> _ЗАДАНИЯ_
1. На фоне чего, согласно тексту об идеологии и истории философии, архим. Гавриил создавал свою историю русской философии?
2. Продолжите текст об идеологии и истории философии, начав сразу после его последнего предложения.

> _ТЕКСТ_

★ ★ ★ ★ ★

Обычно «благочестивые гуманитарии» говорят о негативном влиянии идеологий, поскольку они определяются политическими целями и задачами, далекими от целей и задач научных. Но иногда именно идеология и дает «руководящую нить» историку философии, не знающему, на что нанизывать собранные им по разным местам фрагменты мудрости. Многие из здравствующих ныне историков философии так и не состоялись бы в профессии, не окажись они когда-то под давлением идеологическим, которое, как сейчас видится, было для них, скорее, благом, чем несчастием. И это относится не только к советским философам, которые часто бравируют своей независимостью «тогда», как правило, декларативной. И мой пример из далекого прошлого, личность более симпатичная, чем советский философ — архим. Гавриил, создавал свою историю русской философии на фоне «официальной народности», которая придала его работе, так сказать, концептуальность.

Я не говорю, хорошо это или плохо проявлять такую «ментальную отзывчивость» к идеологическому, но подмечаю лишь то, что работа состоялась. Идеология – это четко обозначенная система политических предпочтений, явные доминанты, и сегодня многие историки философии вздохнули бы с облегчением, если бы были обозначены предпочтения, если бы вышестоящие инстанции дали им понять, в каком направлении работать. А так им приходится перекатывать бусинки, перетирать друг о друга и вместо создания ожерелий, превращая их в пыль. Так что страдают ныне не только бывшие советские специалисты в области философии, но и современные исследователи, оказавшиеся в эмпирическом море без «руля и ветрил». Однако не следует из моих слов делать выводы, о безусловной пользе политической повестки дня для философа. Случай с архим. Гавриилом показывает лишь, что бывают удачные решения, смысл и значение которых осознается только по прошествии времени.

★ ★ ★ ★ ★

> _МАТЕРИАЛ_
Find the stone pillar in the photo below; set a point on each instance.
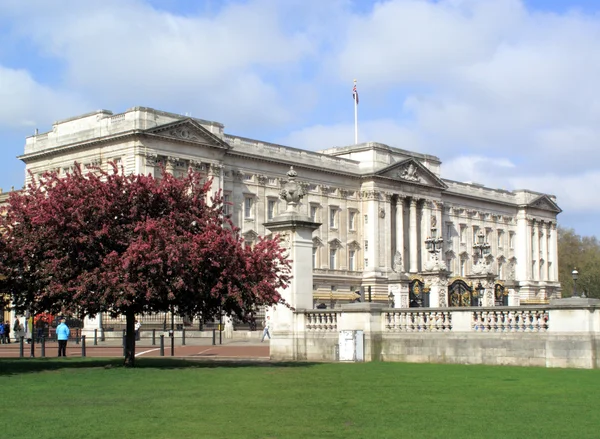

★ ★ ★ ★ ★

> _ОТВЕТЫ_
1. На фоне «официальной народности», которая придала его работе концептуальность.

2.
Любовь Ульянова

Были ли у архимандрита Гавриила последователи?

Василий Ванчугов

Не сразу, но появились. В «Философских этюдах» 1892 год Мария Безобразова призывала коллег обратить внимание на отечественные философские рукописные памятники, о разбросанности которых мы даже не думаем. По ее мнению, публикации рукописного материала могли бы уже сами по себе послужить ценным вкладом в историю нашего просвещения, далеко не столь безотрадного, как это показывают некоторые исследования, опирающиеся на рукописный материал. Безобразова мечтала, чтобы наши историки избавились от предвзятых мнений, подобных бэконовским идолам, чтобы они освободились от пятого идола — специально-русского, то есть от пренебрежения ко всему своему. И она оказалась первой, кто спустя полвека в научной работе не только вспомнила труд архим. Гавриила, но и попыталась составить собственную ретроспекцию любомудрия. Таким образом, установка архим. Гавриила на расширение эмпирической базы, позволяющая включать духовное наследие Древней Руси, была подхвачена и получила широкое распространение, став в дальнейшем для небольшой группы исследователей чем-то само собою разумеющимся. Если при жизни автора реакция на «Русскую философию» была почти нулевая, то после смерти, хоть и не сразу, пришло признание, иногда переходящее в восторженность и поклонение.

Любовь Ульянова

Архимандрит Гавриил написал свою книгу в 1839 году. В тот момент большая часть произведений по русской философии была еще не написана. Можно ли сказать, что он стал историком той отрасли, которая еще не существовала? Что можно было изучать к 1839 году, когда еще даже Хомяков не написал своих философских произведений?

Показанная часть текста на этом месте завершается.